Copy the lines below word for word, starting at the line that contains "of the small" and ending after the line that contains "x=907 y=512".
[start]
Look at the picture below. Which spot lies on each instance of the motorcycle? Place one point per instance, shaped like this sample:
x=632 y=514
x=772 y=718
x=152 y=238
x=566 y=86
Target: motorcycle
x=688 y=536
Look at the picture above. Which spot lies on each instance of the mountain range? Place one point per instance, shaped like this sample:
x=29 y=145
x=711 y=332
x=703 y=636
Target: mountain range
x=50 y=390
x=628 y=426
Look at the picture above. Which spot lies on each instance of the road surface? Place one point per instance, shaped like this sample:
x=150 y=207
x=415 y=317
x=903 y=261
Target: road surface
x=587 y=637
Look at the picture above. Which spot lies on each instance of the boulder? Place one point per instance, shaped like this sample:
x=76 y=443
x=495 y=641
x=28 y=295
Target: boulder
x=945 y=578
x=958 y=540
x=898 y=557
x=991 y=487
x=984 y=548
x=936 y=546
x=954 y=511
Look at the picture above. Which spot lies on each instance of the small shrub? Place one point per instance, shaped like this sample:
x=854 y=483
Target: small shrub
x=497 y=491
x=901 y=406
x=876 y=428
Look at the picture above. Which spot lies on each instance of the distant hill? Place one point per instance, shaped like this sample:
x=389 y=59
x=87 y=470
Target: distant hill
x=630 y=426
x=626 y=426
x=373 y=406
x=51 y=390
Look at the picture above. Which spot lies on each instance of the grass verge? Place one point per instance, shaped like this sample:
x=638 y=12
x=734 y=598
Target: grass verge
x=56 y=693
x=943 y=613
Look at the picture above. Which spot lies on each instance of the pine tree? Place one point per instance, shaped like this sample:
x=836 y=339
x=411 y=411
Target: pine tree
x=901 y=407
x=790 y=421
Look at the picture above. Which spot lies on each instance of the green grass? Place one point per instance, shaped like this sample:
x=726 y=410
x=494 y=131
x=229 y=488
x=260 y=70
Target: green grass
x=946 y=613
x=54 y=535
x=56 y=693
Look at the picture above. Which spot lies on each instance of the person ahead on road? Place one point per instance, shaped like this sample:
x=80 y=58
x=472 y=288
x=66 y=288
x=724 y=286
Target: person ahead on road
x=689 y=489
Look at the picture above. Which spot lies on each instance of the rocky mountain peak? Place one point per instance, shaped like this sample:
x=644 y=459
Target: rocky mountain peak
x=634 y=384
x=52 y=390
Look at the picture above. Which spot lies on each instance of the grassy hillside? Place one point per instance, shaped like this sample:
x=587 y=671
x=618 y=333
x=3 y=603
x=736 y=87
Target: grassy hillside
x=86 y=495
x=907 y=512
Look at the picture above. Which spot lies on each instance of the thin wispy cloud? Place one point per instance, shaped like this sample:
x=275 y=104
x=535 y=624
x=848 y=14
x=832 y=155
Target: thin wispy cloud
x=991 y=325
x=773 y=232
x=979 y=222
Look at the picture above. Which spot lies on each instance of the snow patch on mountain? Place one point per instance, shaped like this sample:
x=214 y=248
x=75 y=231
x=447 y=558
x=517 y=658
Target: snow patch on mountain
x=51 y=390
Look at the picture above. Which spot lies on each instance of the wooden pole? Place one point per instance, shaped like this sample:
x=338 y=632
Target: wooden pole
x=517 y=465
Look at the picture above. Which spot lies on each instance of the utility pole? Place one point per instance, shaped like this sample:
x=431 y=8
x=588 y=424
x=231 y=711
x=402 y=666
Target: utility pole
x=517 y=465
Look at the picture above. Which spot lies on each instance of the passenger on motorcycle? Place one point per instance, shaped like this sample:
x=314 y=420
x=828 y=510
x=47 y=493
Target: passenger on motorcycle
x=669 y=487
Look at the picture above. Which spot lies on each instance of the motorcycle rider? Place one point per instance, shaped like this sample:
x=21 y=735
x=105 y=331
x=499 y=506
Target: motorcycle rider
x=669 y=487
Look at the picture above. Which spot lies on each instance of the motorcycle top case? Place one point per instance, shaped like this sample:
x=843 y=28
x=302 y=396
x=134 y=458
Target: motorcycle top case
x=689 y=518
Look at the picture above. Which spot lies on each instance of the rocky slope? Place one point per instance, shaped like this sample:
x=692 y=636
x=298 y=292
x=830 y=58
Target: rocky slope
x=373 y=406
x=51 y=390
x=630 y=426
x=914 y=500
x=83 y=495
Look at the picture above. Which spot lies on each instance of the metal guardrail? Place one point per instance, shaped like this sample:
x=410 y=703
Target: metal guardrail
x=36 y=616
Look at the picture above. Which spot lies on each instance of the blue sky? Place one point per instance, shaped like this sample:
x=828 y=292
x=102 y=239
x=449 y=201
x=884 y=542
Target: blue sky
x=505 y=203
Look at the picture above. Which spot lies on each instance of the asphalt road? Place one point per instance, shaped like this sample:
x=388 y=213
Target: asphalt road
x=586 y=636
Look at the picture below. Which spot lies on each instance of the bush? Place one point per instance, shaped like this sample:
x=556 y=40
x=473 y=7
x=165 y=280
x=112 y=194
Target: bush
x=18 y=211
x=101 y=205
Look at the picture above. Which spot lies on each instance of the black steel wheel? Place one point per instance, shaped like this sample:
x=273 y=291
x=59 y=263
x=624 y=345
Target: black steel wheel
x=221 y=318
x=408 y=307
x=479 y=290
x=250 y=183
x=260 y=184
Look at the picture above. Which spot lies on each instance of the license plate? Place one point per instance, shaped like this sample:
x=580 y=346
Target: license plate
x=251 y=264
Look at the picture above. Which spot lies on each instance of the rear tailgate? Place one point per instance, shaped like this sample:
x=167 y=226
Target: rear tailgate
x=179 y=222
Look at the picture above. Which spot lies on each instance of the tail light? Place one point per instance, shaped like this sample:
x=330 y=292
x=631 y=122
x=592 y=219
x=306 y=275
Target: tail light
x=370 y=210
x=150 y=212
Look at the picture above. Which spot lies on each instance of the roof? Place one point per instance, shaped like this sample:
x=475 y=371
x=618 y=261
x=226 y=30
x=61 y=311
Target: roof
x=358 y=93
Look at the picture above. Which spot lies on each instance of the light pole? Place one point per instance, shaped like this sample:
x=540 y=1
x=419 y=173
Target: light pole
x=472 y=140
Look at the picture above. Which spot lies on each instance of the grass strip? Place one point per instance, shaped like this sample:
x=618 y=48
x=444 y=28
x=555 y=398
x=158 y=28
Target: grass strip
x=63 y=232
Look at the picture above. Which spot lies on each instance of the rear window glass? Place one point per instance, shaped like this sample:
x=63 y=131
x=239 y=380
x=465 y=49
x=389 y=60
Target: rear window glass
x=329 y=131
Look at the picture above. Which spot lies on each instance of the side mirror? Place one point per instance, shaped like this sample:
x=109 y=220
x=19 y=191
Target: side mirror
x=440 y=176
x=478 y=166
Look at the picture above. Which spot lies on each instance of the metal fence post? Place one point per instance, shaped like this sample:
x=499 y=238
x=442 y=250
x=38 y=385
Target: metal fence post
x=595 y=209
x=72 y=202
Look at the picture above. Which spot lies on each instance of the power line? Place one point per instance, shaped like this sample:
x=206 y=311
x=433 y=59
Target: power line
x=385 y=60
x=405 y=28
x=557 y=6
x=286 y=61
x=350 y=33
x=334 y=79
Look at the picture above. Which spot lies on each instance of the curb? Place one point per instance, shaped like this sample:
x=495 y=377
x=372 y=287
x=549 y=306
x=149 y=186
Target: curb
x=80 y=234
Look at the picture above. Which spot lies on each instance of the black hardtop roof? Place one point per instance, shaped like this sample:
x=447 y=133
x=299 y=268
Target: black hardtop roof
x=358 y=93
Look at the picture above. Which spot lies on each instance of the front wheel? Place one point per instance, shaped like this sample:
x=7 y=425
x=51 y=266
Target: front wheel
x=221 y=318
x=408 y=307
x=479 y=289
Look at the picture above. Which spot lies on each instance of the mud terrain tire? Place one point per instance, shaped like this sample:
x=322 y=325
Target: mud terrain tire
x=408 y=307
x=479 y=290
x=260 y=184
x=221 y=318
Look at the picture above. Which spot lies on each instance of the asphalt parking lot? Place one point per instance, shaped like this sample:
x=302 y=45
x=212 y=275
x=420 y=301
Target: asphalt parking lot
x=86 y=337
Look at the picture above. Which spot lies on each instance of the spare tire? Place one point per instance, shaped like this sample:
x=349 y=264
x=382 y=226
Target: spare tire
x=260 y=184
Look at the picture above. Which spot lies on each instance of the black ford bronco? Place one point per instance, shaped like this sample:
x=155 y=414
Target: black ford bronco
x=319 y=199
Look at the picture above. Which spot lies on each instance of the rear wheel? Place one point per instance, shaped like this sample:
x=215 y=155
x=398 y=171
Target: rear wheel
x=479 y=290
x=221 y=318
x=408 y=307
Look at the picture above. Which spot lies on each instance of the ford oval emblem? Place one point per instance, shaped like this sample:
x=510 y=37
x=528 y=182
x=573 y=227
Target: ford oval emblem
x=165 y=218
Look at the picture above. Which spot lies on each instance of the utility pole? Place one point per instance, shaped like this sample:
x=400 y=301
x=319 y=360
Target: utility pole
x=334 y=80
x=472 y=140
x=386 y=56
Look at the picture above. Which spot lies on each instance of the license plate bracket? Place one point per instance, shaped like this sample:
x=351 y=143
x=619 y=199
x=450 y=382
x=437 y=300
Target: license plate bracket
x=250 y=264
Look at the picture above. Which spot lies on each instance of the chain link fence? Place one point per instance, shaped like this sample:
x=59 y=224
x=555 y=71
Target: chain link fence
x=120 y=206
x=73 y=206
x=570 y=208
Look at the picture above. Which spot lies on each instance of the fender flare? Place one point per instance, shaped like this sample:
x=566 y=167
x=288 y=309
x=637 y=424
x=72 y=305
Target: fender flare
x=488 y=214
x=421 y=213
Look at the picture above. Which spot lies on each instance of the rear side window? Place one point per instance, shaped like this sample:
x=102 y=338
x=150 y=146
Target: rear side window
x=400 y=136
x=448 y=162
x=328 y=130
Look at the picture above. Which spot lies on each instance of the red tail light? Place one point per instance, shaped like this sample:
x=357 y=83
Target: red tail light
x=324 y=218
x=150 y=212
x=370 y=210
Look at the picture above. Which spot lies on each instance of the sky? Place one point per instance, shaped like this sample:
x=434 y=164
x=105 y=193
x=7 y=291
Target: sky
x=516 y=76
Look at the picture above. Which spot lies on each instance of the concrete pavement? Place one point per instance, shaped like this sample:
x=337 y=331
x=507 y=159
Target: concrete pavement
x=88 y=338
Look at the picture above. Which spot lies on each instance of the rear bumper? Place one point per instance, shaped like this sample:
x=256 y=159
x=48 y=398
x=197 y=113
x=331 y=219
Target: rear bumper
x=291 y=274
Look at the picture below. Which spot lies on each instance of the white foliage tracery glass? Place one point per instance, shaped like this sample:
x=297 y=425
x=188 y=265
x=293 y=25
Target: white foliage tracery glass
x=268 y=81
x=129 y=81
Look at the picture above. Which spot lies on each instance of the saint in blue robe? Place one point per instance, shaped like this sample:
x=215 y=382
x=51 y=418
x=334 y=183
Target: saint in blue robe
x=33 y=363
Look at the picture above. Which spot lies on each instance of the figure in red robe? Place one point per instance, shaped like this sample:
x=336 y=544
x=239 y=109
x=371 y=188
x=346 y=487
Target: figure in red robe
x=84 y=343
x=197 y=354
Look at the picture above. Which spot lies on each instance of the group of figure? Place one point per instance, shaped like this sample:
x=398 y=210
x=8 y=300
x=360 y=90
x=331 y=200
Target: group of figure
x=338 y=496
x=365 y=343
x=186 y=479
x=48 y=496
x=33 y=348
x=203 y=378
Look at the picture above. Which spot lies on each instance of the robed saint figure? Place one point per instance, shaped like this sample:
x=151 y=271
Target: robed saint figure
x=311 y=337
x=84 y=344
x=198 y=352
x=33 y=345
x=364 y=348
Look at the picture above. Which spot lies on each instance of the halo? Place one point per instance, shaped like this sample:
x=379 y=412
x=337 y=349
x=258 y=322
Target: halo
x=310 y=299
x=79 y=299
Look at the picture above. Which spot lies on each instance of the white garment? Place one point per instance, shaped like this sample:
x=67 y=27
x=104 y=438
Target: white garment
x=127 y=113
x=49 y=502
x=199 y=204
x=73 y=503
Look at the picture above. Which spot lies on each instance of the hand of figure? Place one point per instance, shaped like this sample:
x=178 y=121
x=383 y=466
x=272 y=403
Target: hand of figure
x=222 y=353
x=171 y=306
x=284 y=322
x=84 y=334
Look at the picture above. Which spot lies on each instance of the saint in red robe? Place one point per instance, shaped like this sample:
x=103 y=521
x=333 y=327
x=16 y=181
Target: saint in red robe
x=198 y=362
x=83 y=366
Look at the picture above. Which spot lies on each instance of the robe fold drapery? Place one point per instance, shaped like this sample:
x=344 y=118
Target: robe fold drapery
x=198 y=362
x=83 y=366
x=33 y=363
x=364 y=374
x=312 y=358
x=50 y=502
[end]
• _Output for this exercise_
Look at the picture above. Which spot lies on each instance of the small shrub? Place one point per instance, shaped like this sample:
x=854 y=483
Target: small shrub
x=497 y=491
x=901 y=406
x=876 y=428
Look at the picture above. Which spot lies on each instance of the distant hill? Place one point per instance, shaped like this sample:
x=389 y=59
x=87 y=470
Target: distant hill
x=630 y=426
x=626 y=426
x=373 y=406
x=51 y=390
Look at the picture above. Which spot lies on each instance of the grass verge? Place one point per instance, shaped like this sample:
x=638 y=12
x=734 y=598
Target: grass verge
x=56 y=693
x=943 y=613
Look at the picture above. Which spot lies on each instance of the pine tree? Place one point per instance, shaped like this sample:
x=836 y=339
x=411 y=411
Target: pine tree
x=901 y=407
x=790 y=421
Look at the picture above. Which spot lies on each instance of the green grass? Place one point per instance, shaped like this sample:
x=726 y=410
x=494 y=131
x=229 y=488
x=260 y=70
Target: green grass
x=946 y=613
x=54 y=535
x=56 y=693
Look at the picture above. Which spot lies on each instance of the person ahead on road? Place one point per instance, shaped like this sample:
x=80 y=58
x=472 y=288
x=66 y=288
x=724 y=286
Target: person ahead on road
x=689 y=489
Look at the picture above. Which spot lies on each instance of the rocky mountain peak? Place one point per instance, shaped like this sample:
x=644 y=459
Target: rocky mountain peak
x=634 y=384
x=52 y=390
Look at the picture above. Which spot lies on each instance of the grassy hillside? Place one point per instance, shaped like this sample:
x=587 y=671
x=618 y=333
x=3 y=603
x=736 y=87
Target: grassy hillside
x=86 y=495
x=907 y=512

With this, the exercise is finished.